_Selected passage_
━━━━━━
A primer in VBA for Excel (1)
Part 1: setup
For whom is this course written?
VBA is not the most efficient scripting language, but it’s force lies in its very intuitive grammar. Trust me, the learning curve is not steep, and you’ll be writing your first macro sooner that you’d think. Excel is the industry standard, and VBA will allow you to heighten your abilities to a new level.
This course is for those who have no prior knowledge of VBA or any other coding language. It will be a very useful primer for application in your junior roles in investment banks and consulting agencies.
Unlike other VBA courses found in bookstores and on online tutorials, this course is aimed at getting to grips with the way VBA should be thought about. Sure, you can record your macro, but once you really know how to code properly, your horizon will appear limitless.
What do I need to know?
This is an introductory class on using VBA for Excel. You are familiar with Excel as a spreadsheet editor, and are at least familiar with the following concepts:
- Sheets, columns, rows, cells
- Functions such as SUM, IF, VLOOKUP…
I assume no other knowledge of coding or VBA.
What exactly is VBA?
VBA, or Visual Basic Applications is a scripting language which allows the use of code in some applications, like Word, Excel, Powerpoint… The focus of this course is on VBA for Excel.
“Macros” is another word for VBA code.
Saving VBA code
When you write code, you need to save your file in one of the following formats:
While VBA code can be written in other formats, the code will not be saved when you close your file.
PC or Mac?
VBA code can be executed on both PC and Apple computers. However, it is easiest to write code on PC. As of writing, you cannot write VBA on Office 2016 for Mac.
Visual Basic Editor
The VBE refers to the window in which your code is written. To open the VBE, you first need the developers’ tab in Excel:
- Open a new or existing Excel file
- Go to File > Options > Customise Ribbon
- Activate Developer
You should now see a new tab, the Developer tab, in your ribbon.
For this course, we will only really focus on two of the above buttons:
- Visual Basic: this will open the editor, and will allow you to edit, test, debug code
- Macros: this will opens a popup with a list of macros, which you can run.
Customising your VBE
If you opened a new Excel file, it is likely that your editor — the VBE — will look like this. To make writing VBA code more pleasant, we will make a few customisations:
- Menu > Insert > Module — this creates a new blank VBA document
- Menu > View > Immediate Window — this window is also known as the console, and will be very useful for debugging purposes.
- Menu > Tools > Options > disable Auto Syntax Check — this will make it a lot less annoying to make mistakes, trust me. Think of it as a pop-up blocker.
- Menu > Tools > Options > Editor Format > set font to Consolas — this is 2016, let’s stop pretending we’re on a typewriter.
━━━━━━
_Directions for this task_
Reproduce the VBA primer word for word, starting at the words "VBA is not the" and stopping after the words "need to know?". The entries that follow this VBA primer can be ignored.
━━━━━━
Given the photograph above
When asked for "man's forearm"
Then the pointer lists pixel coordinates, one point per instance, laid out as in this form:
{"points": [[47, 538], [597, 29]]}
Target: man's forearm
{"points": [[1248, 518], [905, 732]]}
━━━━━━
_Solution_
VBA is not the most efficient scripting language, but it’s force lies in its very intuitive grammar. Trust me, the learning curve is not steep, and you’ll be writing your first macro sooner that you’d think. Excel is the industry standard, and VBA will allow you to heighten your abilities to a new level.
This course is for those who have no prior knowledge of VBA or any other coding language. It will be a very useful primer for application in your junior roles in investment banks and consulting agencies.
Unlike other VBA courses found in bookstores and on online tutorials, this course is aimed at getting to grips with the way VBA should be thought about. Sure, you can record your macro, but once you really know how to code properly, your horizon will appear limitless.
What do I need to know?